--- start RECORDED DATA ---

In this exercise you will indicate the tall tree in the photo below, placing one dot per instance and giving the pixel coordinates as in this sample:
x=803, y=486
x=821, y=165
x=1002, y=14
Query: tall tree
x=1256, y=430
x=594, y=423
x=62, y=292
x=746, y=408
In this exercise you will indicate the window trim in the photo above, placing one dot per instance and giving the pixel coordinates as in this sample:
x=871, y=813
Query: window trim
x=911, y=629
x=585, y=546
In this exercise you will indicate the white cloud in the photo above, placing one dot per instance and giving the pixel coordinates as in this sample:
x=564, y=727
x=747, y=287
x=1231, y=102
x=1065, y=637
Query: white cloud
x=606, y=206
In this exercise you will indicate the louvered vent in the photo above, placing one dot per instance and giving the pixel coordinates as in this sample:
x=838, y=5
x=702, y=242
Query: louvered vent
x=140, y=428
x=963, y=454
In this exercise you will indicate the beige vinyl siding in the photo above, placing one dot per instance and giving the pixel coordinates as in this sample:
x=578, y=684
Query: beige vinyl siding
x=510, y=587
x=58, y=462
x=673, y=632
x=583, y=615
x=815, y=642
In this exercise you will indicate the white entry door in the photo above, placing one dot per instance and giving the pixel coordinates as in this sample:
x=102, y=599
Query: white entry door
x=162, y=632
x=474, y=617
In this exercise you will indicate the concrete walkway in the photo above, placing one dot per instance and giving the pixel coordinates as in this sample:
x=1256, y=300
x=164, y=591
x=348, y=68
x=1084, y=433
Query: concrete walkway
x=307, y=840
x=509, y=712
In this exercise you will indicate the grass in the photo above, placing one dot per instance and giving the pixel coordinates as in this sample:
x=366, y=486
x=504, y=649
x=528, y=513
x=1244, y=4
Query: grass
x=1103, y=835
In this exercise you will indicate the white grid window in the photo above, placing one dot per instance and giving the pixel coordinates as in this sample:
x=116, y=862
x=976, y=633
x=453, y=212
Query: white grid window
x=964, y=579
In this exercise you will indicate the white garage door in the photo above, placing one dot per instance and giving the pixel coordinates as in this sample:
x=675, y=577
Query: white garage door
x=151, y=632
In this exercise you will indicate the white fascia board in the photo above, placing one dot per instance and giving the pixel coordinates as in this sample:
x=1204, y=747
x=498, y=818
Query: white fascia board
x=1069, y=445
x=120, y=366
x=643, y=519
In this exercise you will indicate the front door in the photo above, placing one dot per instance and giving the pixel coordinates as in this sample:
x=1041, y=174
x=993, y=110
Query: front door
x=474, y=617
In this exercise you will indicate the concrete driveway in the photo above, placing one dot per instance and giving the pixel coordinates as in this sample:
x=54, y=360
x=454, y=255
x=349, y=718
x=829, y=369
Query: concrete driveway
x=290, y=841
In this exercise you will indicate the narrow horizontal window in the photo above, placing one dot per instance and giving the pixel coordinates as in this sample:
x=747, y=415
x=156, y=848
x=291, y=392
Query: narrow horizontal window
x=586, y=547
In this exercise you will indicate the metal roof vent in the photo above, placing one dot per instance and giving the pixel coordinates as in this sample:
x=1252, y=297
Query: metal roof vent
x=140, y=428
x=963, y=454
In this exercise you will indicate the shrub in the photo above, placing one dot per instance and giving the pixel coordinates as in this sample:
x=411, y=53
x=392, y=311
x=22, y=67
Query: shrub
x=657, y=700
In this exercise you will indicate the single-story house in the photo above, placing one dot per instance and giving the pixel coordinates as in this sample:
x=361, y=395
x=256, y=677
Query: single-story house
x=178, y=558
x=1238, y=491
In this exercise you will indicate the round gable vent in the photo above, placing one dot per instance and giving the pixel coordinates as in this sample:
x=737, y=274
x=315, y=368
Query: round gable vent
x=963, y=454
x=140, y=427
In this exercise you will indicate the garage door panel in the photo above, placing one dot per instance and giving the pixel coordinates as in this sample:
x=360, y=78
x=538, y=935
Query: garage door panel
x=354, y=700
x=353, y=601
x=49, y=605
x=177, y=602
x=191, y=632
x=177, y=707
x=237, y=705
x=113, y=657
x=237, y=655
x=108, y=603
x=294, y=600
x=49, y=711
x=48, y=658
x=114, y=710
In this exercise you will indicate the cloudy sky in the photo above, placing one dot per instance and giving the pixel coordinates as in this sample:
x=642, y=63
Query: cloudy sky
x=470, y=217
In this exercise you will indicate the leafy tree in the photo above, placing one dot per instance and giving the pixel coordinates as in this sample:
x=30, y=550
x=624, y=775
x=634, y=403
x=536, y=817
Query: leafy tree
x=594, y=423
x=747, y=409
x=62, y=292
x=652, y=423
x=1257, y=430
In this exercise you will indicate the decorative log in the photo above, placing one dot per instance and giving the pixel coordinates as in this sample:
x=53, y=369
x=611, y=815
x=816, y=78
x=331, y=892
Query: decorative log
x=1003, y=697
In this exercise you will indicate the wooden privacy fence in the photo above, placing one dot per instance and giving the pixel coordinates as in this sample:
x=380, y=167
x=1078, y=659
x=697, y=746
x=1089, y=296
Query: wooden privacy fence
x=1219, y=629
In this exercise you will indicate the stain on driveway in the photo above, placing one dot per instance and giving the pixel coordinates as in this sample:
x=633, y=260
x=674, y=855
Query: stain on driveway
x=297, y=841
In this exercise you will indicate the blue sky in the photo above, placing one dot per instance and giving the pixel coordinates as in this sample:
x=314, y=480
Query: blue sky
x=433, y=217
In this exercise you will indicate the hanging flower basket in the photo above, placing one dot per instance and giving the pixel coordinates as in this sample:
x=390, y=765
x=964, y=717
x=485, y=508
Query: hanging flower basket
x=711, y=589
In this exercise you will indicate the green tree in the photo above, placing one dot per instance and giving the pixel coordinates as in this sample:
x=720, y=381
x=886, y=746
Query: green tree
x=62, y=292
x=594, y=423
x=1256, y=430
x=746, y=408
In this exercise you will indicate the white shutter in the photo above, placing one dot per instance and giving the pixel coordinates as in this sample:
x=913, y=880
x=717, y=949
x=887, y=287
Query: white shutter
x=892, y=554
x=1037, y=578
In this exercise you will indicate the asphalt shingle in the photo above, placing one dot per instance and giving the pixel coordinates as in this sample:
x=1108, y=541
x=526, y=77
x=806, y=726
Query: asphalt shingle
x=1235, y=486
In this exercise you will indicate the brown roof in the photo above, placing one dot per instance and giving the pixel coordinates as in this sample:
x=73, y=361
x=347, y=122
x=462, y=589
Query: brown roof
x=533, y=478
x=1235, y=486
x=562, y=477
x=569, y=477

--- end RECORDED DATA ---

Could you write out all of the records above word for word, with nothing changed?

In this exercise you will indicate the tall tree in the photo below, placing one dot per instance and giving the pixel coordinates as in this sample:
x=803, y=486
x=821, y=165
x=1002, y=14
Query: tall tree
x=1256, y=430
x=594, y=423
x=62, y=292
x=746, y=408
In this exercise you will indicate the window trim in the photo above, placing one dot per instance and giving the pixel coordinates as in this sample:
x=871, y=813
Query: window trim
x=911, y=629
x=585, y=546
In this exercise you will indicate the white cloud in the photo above, placing one dot per instance and giving the pixel coordinates as in this sample:
x=564, y=727
x=747, y=287
x=1231, y=102
x=1065, y=637
Query: white cloud
x=606, y=206
In this exercise you will indicate the louvered vent in the photo above, placing one dot per instance and giving the pixel coordinates as in this sample:
x=838, y=5
x=702, y=242
Query: louvered vent
x=140, y=428
x=963, y=454
In this exercise you will indicate the beige vinyl siding in the photo above, placing one dot per instance and giving the pixel coordinates as in this sample:
x=578, y=684
Query: beige vinyl siding
x=510, y=587
x=58, y=462
x=673, y=632
x=583, y=615
x=815, y=642
In this exercise you will indicate the white entry door in the photo above, placing one dot per instance and giving the pixel coordinates as in this sample:
x=102, y=599
Query: white entry door
x=162, y=632
x=474, y=617
In this exercise you will indicate the concrete walkway in the photo above, placing one dot per instance and giving the pixel coordinates as in this sample:
x=1256, y=300
x=164, y=591
x=348, y=68
x=1084, y=433
Query: concrete walkway
x=307, y=840
x=509, y=712
In this exercise you will indicate the grass in the photo above, placing one dot per instance and giving the pixel coordinates as in this sample:
x=366, y=486
x=504, y=649
x=528, y=513
x=1244, y=4
Query: grass
x=1103, y=835
In this exercise you will indicate the white grid window in the photo above, placing one dot per instance and giving the pixel coordinates as in this sample:
x=116, y=862
x=976, y=633
x=453, y=212
Query: white grid window
x=964, y=579
In this exercise you will indicate the white garage door in the photo above, placing one dot per instance and giving the pixel coordinates as in this sample:
x=675, y=577
Query: white garage door
x=151, y=632
In this exercise you will indicate the white fascia board in the photo above, placing one dot per instance and giving the pixel coordinates as in this sample:
x=1204, y=747
x=498, y=818
Query: white fascia board
x=1069, y=445
x=120, y=366
x=643, y=519
In this exercise you will indicate the front door in the photo above, placing one dot per instance and giving the pixel coordinates as in this sample:
x=1041, y=174
x=993, y=110
Query: front door
x=474, y=617
In this exercise you will indicate the concrete driveway in the photo above, placing one dot per instance and giving the pixel coordinates as in this sample:
x=54, y=360
x=454, y=255
x=349, y=718
x=829, y=369
Query: concrete driveway
x=290, y=841
In this exercise you will indicate the narrow horizontal window in the photo above, placing one dot per instance and giving the pixel coordinates as in this sample:
x=747, y=415
x=156, y=848
x=291, y=392
Query: narrow horizontal window
x=586, y=547
In this exercise you will indicate the metal roof vent in the photo above, placing one dot per instance and giving the pixel coordinates as in this sample:
x=1252, y=297
Query: metal roof vent
x=140, y=428
x=963, y=454
In this exercise you will indicate the shrub in the photo above, placing one dot per instance and giving the pixel coordinates as in this sample:
x=411, y=53
x=392, y=311
x=22, y=67
Query: shrub
x=657, y=700
In this exercise you will indicate the single-story house in the photo above, placing one dot per instance and giving the pixel coordinates as in this sample:
x=361, y=395
x=256, y=677
Query: single-story house
x=178, y=558
x=1238, y=491
In this exercise you will indicate the round gable vent in the photo above, placing one dot per instance and giving the pixel coordinates as in this sample:
x=737, y=274
x=315, y=368
Query: round gable vent
x=963, y=454
x=140, y=427
In this exercise you will indicate the garage door panel in the photo above, placing one dot per instance and giving the pixel coordinates as in this sample:
x=360, y=78
x=538, y=935
Query: garage door panel
x=354, y=700
x=353, y=601
x=49, y=605
x=177, y=602
x=191, y=632
x=177, y=707
x=237, y=705
x=113, y=657
x=237, y=655
x=108, y=603
x=294, y=600
x=49, y=711
x=48, y=658
x=114, y=710
In this exercise you will indicate the cloudy sky in the photo above, placing one dot per instance and giving the pixel coordinates as in this sample:
x=642, y=63
Query: cloudy sky
x=470, y=217
In this exercise you will indicate the leafy tree in the photo above, placing one dot per instance and giving the pixel coordinates as in this sample:
x=30, y=550
x=624, y=775
x=634, y=403
x=536, y=817
Query: leafy tree
x=594, y=423
x=747, y=409
x=62, y=292
x=652, y=423
x=1257, y=430
In this exercise you will indicate the decorative log in the photo above, placing one dot per instance and giving the pixel coordinates as in this sample:
x=53, y=369
x=611, y=815
x=816, y=78
x=331, y=892
Query: decorative log
x=1003, y=697
In this exercise you will indicate the wooden privacy fence in the photo above, placing one dot per instance and giving the pixel coordinates as in this sample:
x=380, y=167
x=1078, y=659
x=697, y=746
x=1089, y=296
Query: wooden privacy fence
x=1219, y=629
In this exercise you will indicate the stain on driveway in the photo above, placing one dot per instance and giving the pixel coordinates as in this sample:
x=633, y=260
x=674, y=855
Query: stain on driveway
x=297, y=841
In this exercise you will indicate the blue sky in the photo above, placing one dot per instance and giving the pixel coordinates as in this sample:
x=314, y=480
Query: blue sky
x=433, y=217
In this exercise you will indicate the hanging flower basket in the photo above, placing one dot per instance and giving the pixel coordinates as in this sample:
x=390, y=765
x=964, y=717
x=485, y=508
Query: hanging flower basket
x=711, y=589
In this exercise you will indicate the green tree in the photo above, placing one dot per instance and giving the pixel coordinates as in this sample:
x=720, y=381
x=886, y=746
Query: green tree
x=62, y=292
x=594, y=423
x=1256, y=430
x=746, y=408
In this exercise you will indicate the white shutter in the photo above, placing one dot per instance and giving the pixel coordinates as in this sample:
x=913, y=880
x=717, y=949
x=887, y=287
Query: white shutter
x=892, y=554
x=1037, y=578
In this exercise you will indicate the asphalt shingle in the photo above, placing one dot per instance and giving the pixel coordinates as in this sample:
x=1108, y=541
x=526, y=77
x=806, y=726
Query: asphalt shingle
x=1235, y=486
In this exercise you will indicate the brown roof in the photo above, placing one dot per instance and giving the pixel coordinates as in this sample:
x=73, y=361
x=347, y=122
x=462, y=589
Query: brown roof
x=533, y=478
x=1235, y=486
x=562, y=477
x=569, y=477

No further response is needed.